The Three Ways in the AI Era -- Part 6

Your AI-Native DevOps Playbook

#devops #ai #sdd #atlas #gotcha #three-ways #playbook #dora

Five articles in. SDD for flow. GOTCHA for feedback. Tutor mode for learning. Honest comparison. The ideas are all there.

Now the last mile: how do you put everything into one playbook your team can use on Monday? Not a book. Not a framework-of-frameworks. One short file, with templates, metrics, and decision rules. This article is that file.

PROBLEM

An open toolbox on a workbench with the pieces from the series scattered around it — a spec document, a GOTCHA prompt scroll, a learning note, a small checklist, a metrics chart. A developer looking at the pieces, trying to figure out how to pack them — flat vector editorial illustration

Knowledge without a playbook is just reading.

I have seen teams read the best DevOps books, bookmark every post, attend every conference — and still work the same way on Monday. Because the gap between “I understand this” and “I do this” is a playbook. A short, concrete artifact that lives in the repo and tells you exactly what to do when a PR opens, when an incident happens, when a junior joins.

A good playbook has four properties:

  1. It fits on one page
  2. It links to the heavy templates, not inline them
  3. It tells you when to apply each piece, not just how
  4. It is versioned with the code, not with Confluence

The QuantumAPI team built theirs over 6 months of trial and error. They kept what worked, dropped what did not. What is left is below. Copy it, adjust it, ship.

SOLUTION

A clean diagram showing four stacked layers labeled from bottom to top: "Ritual layer", "Metrics layer", "Templates layer", "Decision layer". Arrows on the side show dependencies — decisions depend on metrics, metrics track templates, templates enable rituals — flat editorial illustration

The playbook has four layers, each answering a different question:

LayerQuestion it answersArtifact
DecisionWhen do we use which framework?Framework Selector
TemplatesWhat does each artifact look like?Spec, GOTCHA prompt, learning note, postmortem
MetricsHow do we know it is working?DORA + AI-specific
RitualWhat ceremonies stay? What go?Keep/drop list

You need all four. Templates without decisions become ceremony. Metrics without templates are guesses. Rituals without metrics are theatre.

EXECUTE

Layer 1 — Metrics (DORA + AI)

The team kept the four DORA metrics and added four AI-specific ones:

DORA classicTargetAI-specific additionTarget
Deployment frequencyDaily+AI PRs merged without rework> 70%
Lead time for changes< 1 dayAI review signal-to-noise> 80%
Change failure rate< 15%Incidents traced to AI codeTrack, not target
Mean time to restore< 1 hourLearning note coverage on AI PRs> 90%

All eight are measurable from Azure DevOps + Application Insights + repo data. No new tooling.

One rule: do not target the AI-specific metrics too aggressively. If you push “AI PRs merged without rework” too hard, devs will reject AI-generated code they should have used. The metrics are a thermometer, not a dashboard to game.

Layer 2 — Templates (one file, references everywhere)

MATERIAL:
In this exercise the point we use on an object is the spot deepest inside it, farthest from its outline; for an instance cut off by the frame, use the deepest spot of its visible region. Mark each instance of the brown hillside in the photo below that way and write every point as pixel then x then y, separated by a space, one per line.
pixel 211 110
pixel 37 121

PROBLEM TO SOLVE:
In the DevOps playbook article, which sources can all eight metrics be measured from? Please answer briefly.

FULL ANSWER:
Azure DevOps, Application Insights, and repo data.